• **Reading passage**
>> Begin
What the mortgage market now needs is innovation. Mortgage lenders continue to keep knocking down their rates and introducing incentives in an attempt to draw in new business but it’s all getting a bit boring. What the market needs are some new criteria that meet the needs of the mortgage clients of the next 5 years.
I was super excited to see Uber, the online taxi app that lets you hail a cab from your smartphone, launch its services in Bristol recently. You can track the driver’s progress using the app and best of all…it’s cheaper, apparently. Uber doesn’t have to pay for a fleet of cars or employ drivers, its drivers are freelance using their own cars and they pay around 20% of their fare to Uber, the rest is theirs, oh and no hard cash changes hands, it is all done through the app. This my friends, is innovation! The company is reportedly worth $50 Billion and the days of being charged over £15 to travel from the top of Whiteladies Road to the Centre of town are reportedly long gone! Whether it will work is yet to be seen but with public demand for the service (over 30,000 downloads of the app in Bristol alone), I am sure that it will be.
The not-so-exciting mortgage industry needs a shot in the arm to help meet the demands of the thousands of mortgage prisoners stuck on the same rates, the thousands of first-time buyers that can’t get enough deposit together, or the thousands of self-employed clients facing draconian lending criteria (such as needing 3 years accounts).
Mortgage Innovation For First-Time Buyers
It was good to see National Counties Building Society launch some exciting products for first time buyers. Their advert was genius too, a picture of a muscle man with the all too familiar beard that everyone seems to have grown, well, apart from me as I can still only manage a fine whisker at the age of 35, perhaps I will age well…anyhow, the advert has the caption “Grooms his beard, Sculpts His Guns, Mum does his washing”. Like I said, Genius.
>> End
(Pointing dataset records)
>> Begin
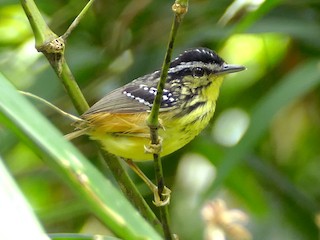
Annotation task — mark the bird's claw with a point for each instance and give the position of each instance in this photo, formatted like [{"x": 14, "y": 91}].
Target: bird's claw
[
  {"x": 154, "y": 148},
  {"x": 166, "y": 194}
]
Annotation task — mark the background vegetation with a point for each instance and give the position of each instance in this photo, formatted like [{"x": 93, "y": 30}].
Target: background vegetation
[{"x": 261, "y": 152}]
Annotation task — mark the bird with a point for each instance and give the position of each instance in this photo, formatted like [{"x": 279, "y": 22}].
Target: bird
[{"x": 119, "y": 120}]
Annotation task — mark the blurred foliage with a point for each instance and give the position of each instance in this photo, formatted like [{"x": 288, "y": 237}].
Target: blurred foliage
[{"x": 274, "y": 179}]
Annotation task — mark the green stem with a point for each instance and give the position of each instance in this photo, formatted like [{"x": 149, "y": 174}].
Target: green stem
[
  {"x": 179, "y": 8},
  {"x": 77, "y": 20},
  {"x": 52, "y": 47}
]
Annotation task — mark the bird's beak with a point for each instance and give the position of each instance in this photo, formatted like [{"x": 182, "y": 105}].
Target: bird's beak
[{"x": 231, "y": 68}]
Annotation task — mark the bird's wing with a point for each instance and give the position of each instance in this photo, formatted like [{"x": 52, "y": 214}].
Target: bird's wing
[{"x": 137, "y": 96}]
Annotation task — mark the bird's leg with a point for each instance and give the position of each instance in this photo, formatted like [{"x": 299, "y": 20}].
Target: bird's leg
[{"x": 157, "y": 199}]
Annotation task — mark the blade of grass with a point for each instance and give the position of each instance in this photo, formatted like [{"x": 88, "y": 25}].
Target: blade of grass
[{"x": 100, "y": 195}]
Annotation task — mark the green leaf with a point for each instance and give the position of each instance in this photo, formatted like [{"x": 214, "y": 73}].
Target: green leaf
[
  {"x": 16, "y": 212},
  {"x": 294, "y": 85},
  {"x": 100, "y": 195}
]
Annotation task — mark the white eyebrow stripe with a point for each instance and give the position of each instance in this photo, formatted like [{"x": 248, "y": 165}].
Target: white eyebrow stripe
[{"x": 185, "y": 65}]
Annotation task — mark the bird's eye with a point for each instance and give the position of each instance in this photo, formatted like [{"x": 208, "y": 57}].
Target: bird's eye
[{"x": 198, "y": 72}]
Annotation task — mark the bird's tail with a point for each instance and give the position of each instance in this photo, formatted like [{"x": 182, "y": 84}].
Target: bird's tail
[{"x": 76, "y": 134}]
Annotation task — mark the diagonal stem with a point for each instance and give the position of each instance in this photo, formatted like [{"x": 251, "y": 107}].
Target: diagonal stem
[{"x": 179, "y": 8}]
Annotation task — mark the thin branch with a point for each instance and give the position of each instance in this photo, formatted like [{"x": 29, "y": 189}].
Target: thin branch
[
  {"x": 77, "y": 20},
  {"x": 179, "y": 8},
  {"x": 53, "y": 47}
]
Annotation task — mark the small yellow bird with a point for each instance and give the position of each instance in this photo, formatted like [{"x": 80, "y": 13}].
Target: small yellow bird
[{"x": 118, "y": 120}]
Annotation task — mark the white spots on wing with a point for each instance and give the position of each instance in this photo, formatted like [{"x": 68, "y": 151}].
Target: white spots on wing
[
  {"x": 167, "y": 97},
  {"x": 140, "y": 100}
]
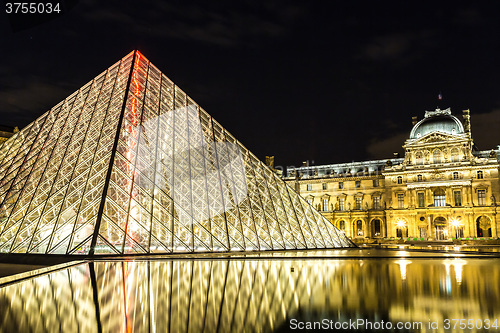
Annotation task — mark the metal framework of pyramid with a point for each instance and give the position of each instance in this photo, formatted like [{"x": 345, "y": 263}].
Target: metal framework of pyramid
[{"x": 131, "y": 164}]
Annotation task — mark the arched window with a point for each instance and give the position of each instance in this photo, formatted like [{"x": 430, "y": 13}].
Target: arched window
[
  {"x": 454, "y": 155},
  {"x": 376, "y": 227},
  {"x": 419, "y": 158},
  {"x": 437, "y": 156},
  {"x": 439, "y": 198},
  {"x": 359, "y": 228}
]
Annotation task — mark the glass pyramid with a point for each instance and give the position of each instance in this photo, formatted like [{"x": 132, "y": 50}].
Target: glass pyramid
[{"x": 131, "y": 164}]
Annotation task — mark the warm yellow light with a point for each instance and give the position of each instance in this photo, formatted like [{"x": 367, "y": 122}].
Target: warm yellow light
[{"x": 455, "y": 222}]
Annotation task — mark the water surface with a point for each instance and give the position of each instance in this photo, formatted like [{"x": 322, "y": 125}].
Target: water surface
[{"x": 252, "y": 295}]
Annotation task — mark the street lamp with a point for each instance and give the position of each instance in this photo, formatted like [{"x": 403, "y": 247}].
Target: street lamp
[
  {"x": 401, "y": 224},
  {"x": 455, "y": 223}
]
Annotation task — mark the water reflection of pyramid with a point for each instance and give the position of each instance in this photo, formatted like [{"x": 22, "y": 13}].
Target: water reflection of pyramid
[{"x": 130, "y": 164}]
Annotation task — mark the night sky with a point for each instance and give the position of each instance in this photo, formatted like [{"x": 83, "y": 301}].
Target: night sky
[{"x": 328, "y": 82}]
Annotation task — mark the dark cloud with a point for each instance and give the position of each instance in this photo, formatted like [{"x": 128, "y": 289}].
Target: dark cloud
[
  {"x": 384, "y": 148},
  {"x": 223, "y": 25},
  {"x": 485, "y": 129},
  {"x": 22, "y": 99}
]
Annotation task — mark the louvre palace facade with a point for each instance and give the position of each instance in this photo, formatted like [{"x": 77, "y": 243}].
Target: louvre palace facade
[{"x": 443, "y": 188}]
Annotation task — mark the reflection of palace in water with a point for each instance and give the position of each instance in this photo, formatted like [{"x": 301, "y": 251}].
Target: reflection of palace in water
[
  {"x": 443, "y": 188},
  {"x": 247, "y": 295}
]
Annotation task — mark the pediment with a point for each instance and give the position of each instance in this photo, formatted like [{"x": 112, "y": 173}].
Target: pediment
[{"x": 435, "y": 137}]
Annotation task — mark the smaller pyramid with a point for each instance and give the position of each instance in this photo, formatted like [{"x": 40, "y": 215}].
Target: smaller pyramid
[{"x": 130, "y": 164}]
>> End
>> Begin
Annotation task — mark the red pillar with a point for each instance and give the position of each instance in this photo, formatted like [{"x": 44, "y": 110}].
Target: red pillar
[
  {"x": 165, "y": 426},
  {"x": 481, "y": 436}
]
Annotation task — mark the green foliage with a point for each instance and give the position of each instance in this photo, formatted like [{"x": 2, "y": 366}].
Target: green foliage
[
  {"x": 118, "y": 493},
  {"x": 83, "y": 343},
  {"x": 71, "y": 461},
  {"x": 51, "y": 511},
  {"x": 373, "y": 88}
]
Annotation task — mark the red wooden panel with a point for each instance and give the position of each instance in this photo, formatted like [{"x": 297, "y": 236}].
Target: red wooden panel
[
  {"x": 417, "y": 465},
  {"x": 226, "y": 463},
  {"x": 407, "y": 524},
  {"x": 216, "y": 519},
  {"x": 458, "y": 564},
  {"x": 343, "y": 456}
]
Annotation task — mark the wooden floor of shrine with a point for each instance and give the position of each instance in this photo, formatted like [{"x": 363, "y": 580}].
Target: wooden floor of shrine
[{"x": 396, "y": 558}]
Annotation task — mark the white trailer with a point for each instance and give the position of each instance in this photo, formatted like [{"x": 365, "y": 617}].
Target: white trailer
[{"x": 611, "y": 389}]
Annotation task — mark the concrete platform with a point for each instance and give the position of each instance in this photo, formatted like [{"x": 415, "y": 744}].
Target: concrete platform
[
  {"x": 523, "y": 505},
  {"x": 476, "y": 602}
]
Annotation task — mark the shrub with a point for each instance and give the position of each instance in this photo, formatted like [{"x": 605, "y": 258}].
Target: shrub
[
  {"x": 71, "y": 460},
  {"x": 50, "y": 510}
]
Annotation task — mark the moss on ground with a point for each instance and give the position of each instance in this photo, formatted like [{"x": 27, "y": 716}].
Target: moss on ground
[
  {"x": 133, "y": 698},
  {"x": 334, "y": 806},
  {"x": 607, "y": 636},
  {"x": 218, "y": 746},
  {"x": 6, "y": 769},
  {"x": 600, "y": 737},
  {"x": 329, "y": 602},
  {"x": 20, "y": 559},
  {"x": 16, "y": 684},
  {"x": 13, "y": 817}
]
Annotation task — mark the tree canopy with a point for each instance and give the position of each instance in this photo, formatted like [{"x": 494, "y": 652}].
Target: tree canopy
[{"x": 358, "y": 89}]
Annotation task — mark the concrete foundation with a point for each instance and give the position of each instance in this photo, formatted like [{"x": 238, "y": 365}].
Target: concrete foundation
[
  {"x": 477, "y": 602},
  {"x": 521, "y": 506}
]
>> End
• **What to work on**
#1 Summarize the post on mortgage innovation in two sentences.
#2 According to the post on mortgage innovation, roughly what portion of their fare do Uber drivers pay to Uber?
#3 Write the next paragraph of the post on mortgage innovation, picking up after its final sentence.
These items are material separate from the post on mortgage innovation.

• **Answers for the exercise**
#1 The post argues that the mortgage market, where lenders keep lowering rates and offering incentives, needs innovation and new criteria for mortgage prisoners, first-time buyers short of a deposit, and self-employed clients facing strict lending rules. It cites Uber's launch in Bristol as an example of innovation and praises National Counties Building Society for launching products for first-time buyers.

#2 Around 20%.

#3
National Counties Building Society through their recently launched Family Building society are helping FTB’s get onto the property ladder in 3 ways, through them you can; Use family savings as extra security. The savings are the parents and they place them with the bank, they earn interest on the savings and the FTB can then borrow 95% at a lower rate of 3.29% fixed for 3 years which compares very well against other lenders rates in the market.
And if you (the parent) don’t have the cash then you can use your property as security or you can use savings placed in the Building societies offset savings account which allows you regular access. T&C’s apply of course but this is innovation to help FTB’s secure better terms at 95% and as I mentioned the market really craves innovation at present.
Help The Aged!! Lending Into Retirement
I think almost ALL of our clients aged 55 or over would be deeply offended to be called too old, or unsuitable for mortgage purposes yet that is exactly what is happening. Fox Davidson have shouted very loudly to anyone that will listen about the blatant ‘ageism’ that is occurring in the mortgage market.
Most lenders will not lend to clients past their retirement age and in most cases the retirement age is set for you! Halifax, one of the top UK lenders, state in their criteria that they will use your stated retirement age or the state pension/retirement age (based on D.O.B) whichever is earlier and then all lending must be based on pension income up to a maximum of age 75.
“I have dividend income and rental income – Why won’t you lend to me past age 65?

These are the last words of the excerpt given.